Task prompt ->
Please count the lines in the items below that contain the word "black" and reply with only that number.

Listed entries ->

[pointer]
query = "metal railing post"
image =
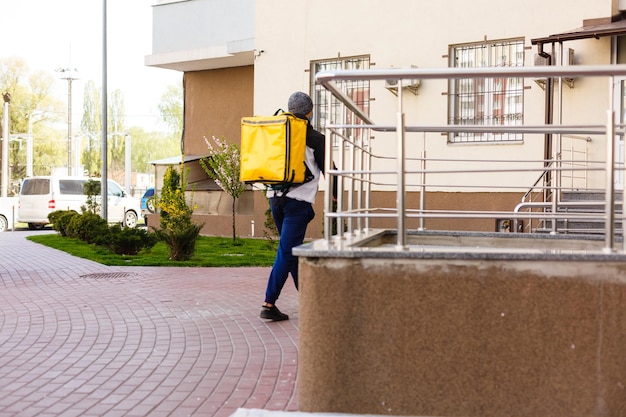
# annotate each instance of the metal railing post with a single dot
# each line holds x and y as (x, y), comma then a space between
(610, 184)
(401, 176)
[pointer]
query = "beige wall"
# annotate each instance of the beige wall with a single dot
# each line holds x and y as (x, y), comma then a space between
(215, 102)
(405, 33)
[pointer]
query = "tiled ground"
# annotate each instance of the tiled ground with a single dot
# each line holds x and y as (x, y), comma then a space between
(81, 339)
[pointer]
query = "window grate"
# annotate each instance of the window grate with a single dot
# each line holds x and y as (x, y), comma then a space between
(487, 101)
(334, 112)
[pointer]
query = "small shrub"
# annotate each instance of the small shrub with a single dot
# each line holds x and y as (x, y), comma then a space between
(87, 227)
(181, 243)
(126, 240)
(61, 219)
(177, 231)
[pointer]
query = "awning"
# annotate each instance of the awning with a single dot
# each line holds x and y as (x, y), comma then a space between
(592, 28)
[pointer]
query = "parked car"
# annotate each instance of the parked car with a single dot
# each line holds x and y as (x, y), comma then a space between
(40, 196)
(8, 209)
(147, 204)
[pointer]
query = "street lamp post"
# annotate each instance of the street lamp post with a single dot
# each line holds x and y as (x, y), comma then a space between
(69, 76)
(5, 145)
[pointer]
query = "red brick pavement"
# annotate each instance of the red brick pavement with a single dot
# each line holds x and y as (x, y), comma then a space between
(81, 339)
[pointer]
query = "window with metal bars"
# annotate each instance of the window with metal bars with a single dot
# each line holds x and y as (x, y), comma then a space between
(486, 101)
(333, 111)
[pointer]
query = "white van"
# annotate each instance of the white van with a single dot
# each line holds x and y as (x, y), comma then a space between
(40, 196)
(8, 208)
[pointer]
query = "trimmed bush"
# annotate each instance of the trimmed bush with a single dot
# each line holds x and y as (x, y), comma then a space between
(87, 227)
(61, 219)
(126, 240)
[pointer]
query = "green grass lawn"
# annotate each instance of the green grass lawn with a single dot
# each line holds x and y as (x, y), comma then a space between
(210, 251)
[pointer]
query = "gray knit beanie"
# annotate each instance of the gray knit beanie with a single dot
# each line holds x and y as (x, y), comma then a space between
(300, 103)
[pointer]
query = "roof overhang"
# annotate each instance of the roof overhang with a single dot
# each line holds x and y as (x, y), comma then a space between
(592, 28)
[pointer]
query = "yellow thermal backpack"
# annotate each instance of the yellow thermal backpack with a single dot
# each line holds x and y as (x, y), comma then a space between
(273, 149)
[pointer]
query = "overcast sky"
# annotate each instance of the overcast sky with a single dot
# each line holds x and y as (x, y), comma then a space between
(57, 34)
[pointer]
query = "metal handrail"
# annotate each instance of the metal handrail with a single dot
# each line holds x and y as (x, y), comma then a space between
(329, 79)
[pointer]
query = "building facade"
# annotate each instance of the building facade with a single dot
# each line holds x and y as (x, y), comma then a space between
(245, 57)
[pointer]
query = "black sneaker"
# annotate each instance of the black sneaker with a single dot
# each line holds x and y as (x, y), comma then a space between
(273, 313)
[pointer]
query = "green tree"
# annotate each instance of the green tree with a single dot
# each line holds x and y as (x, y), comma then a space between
(171, 108)
(117, 140)
(33, 113)
(91, 126)
(223, 166)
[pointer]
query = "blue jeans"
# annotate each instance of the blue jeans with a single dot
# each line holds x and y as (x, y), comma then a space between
(291, 218)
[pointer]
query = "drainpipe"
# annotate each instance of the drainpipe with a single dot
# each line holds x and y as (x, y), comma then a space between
(547, 147)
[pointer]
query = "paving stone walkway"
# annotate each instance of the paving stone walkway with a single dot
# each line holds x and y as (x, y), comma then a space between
(81, 339)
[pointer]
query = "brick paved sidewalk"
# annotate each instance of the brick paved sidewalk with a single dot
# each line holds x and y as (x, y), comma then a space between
(81, 339)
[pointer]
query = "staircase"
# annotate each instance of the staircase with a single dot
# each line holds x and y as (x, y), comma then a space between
(591, 203)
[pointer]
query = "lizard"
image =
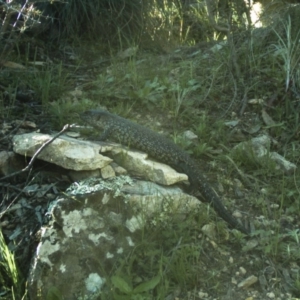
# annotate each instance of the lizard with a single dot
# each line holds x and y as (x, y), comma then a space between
(164, 150)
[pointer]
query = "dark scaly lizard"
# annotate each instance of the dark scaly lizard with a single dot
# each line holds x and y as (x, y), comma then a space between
(159, 147)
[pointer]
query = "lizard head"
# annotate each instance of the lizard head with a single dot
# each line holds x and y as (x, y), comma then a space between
(95, 117)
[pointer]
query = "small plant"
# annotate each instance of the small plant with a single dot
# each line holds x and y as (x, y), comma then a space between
(10, 277)
(140, 292)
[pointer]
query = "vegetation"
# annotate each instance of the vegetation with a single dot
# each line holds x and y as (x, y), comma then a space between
(189, 66)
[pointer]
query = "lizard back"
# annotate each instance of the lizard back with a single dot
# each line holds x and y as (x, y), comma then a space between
(158, 147)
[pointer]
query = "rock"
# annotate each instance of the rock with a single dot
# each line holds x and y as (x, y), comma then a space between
(137, 163)
(80, 155)
(10, 163)
(64, 151)
(108, 172)
(87, 236)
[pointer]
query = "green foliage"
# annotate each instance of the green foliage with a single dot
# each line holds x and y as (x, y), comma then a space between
(10, 276)
(48, 83)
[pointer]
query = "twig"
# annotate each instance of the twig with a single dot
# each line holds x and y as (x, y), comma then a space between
(66, 127)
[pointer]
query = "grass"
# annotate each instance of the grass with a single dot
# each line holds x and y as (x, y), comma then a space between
(187, 92)
(11, 279)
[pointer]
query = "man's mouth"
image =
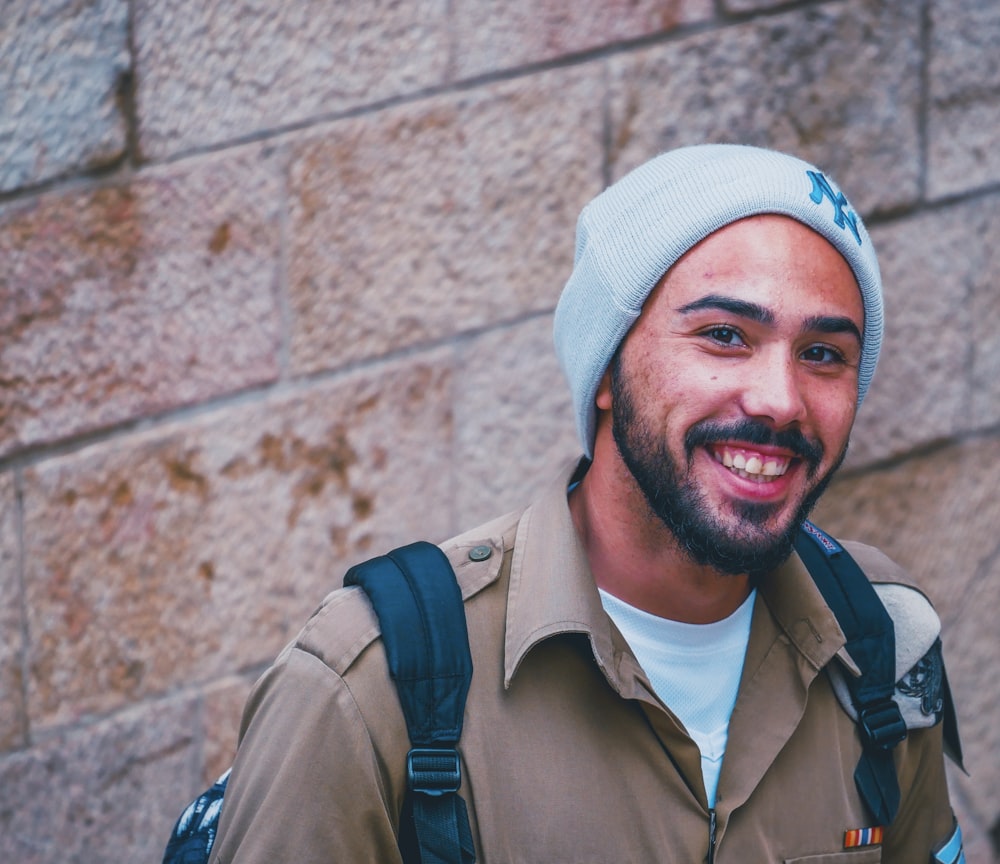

Result for this exercise ->
2